== Texto de origem ==
====================

Scolari, com quem por motivos estranhos até simpatizo, decidiu quem vai ao Mundial da Alemanha. A convocatória é polémica, como o seria em qualquer país civilizado em que o melhor jogador do campeonato não fosse convocado. Quaresma fará obviamente falta, não a titular, mas como substituto de luxo para virar resultados desfavoráveis ou dar golpes de misericórdia em resultados favoráveis. Perdemos, para o Mundial, a arte de um dos jogadores que me faz, apesar de tudo, gostar de futebol.

15.5.06

Estado do Sítio

Este blog, tal como o país, anda numa modorra que torna desnecessários comprimidos para dormir e eleva as necessidades de cafeína, o calor chegou e começa fazer as mentes dormentes.

Boas notícias

Paulo Bento renovou e não conta com Sá Pinto, talvez assim para o ano terminemos mais jogos com onze jogadores e sem penalties idiotas contra nós.

8.5.06

Diálogos Imaginários

– Charles, ainda bem que voltou, já tinha saudades suas.
– O menino como tem passado? Peço desculpa pela ausência, espero que tenha sobrevivido sem mim.
– Com dificuldade, Charles, com dificuldade.

5.5.06

Música

Mudanças nas músicas aqui ao lado. Na Grafonola pode-se ouvir “Pernambucobucolismo”, do álbum “Infinito Particular”, o último da sempre excelente Marisa Monte. No Gira-Discos a voz imortal de Camarón de La Isla, o grande “cantador” de flamenco, aqui com uma letra de Frederico Garcia Lorca: “Mi niña se fue a la mar”.

====================

== Material fornecido ==

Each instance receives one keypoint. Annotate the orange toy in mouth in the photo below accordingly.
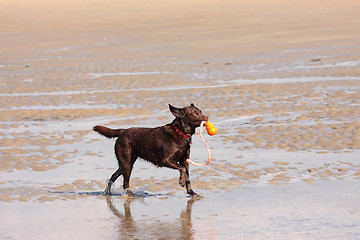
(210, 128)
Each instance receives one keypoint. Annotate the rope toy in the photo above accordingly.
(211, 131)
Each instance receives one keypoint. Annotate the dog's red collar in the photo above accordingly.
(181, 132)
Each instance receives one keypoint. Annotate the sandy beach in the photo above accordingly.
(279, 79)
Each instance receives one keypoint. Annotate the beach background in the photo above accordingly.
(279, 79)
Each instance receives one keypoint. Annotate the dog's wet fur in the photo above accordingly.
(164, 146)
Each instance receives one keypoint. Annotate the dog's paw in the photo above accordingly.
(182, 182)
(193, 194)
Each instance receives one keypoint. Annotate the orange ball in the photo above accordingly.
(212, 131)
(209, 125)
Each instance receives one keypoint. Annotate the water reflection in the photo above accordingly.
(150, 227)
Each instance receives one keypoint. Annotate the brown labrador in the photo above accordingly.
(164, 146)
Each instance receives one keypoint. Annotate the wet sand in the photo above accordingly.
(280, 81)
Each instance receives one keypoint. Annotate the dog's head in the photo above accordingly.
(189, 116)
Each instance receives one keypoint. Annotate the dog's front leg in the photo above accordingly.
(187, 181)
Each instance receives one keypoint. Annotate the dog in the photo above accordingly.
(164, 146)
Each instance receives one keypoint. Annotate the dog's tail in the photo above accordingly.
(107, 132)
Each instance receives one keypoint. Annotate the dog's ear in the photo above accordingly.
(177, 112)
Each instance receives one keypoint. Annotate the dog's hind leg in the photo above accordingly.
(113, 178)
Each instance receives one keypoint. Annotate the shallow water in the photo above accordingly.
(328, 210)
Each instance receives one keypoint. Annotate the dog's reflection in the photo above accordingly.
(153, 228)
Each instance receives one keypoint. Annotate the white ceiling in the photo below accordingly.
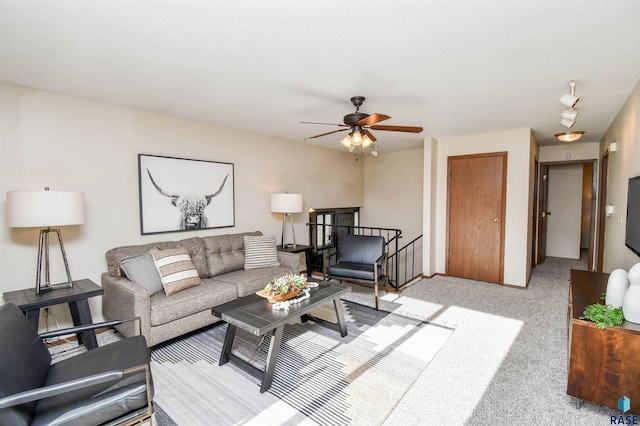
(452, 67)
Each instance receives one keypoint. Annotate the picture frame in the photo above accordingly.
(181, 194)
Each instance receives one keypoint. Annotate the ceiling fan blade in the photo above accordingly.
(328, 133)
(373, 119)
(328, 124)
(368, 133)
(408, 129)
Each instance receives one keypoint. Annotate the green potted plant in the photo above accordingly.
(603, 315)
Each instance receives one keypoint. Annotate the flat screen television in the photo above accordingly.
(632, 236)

====================

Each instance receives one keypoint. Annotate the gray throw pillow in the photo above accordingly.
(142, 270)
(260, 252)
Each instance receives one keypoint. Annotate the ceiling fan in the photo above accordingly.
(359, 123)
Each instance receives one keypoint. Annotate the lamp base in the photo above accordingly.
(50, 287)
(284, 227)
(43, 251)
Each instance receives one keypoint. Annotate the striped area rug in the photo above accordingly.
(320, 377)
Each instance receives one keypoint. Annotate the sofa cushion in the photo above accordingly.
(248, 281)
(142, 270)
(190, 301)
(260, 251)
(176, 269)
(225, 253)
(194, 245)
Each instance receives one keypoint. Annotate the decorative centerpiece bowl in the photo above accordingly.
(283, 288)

====================

== A sua tarefa ==
Transcreva o texto de origem na íntegra, sem alterar qualquer palavra, linha ou sinal de pontuação.

== Resolução da tarefa ==
Scolari, com quem por motivos estranhos até simpatizo, decidiu quem vai ao Mundial da Alemanha. A convocatória é polémica, como o seria em qualquer país civilizado em que o melhor jogador do campeonato não fosse convocado. Quaresma fará obviamente falta, não a titular, mas como substituto de luxo para virar resultados desfavoráveis ou dar golpes de misericórdia em resultados favoráveis. Perdemos, para o Mundial, a arte de um dos jogadores que me faz, apesar de tudo, gostar de futebol.

15.5.06

Estado do Sítio

Este blog, tal como o país, anda numa modorra que torna desnecessários comprimidos para dormir e eleva as necessidades de cafeína, o calor chegou e começa fazer as mentes dormentes.

Boas notícias

Paulo Bento renovou e não conta com Sá Pinto, talvez assim para o ano terminemos mais jogos com onze jogadores e sem penalties idiotas contra nós.

8.5.06

Diálogos Imaginários

– Charles, ainda bem que voltou, já tinha saudades suas.
– O menino como tem passado? Peço desculpa pela ausência, espero que tenha sobrevivido sem mim.
– Com dificuldade, Charles, com dificuldade.

5.5.06

Música

Mudanças nas músicas aqui ao lado. Na Grafonola pode-se ouvir “Pernambucobucolismo”, do álbum “Infinito Particular”, o último da sempre excelente Marisa Monte. No Gira-Discos a voz imortal de Camarón de La Isla, o grande “cantador” de flamenco, aqui com uma letra de Frederico Garcia Lorca: “Mi niña se fue a la mar”.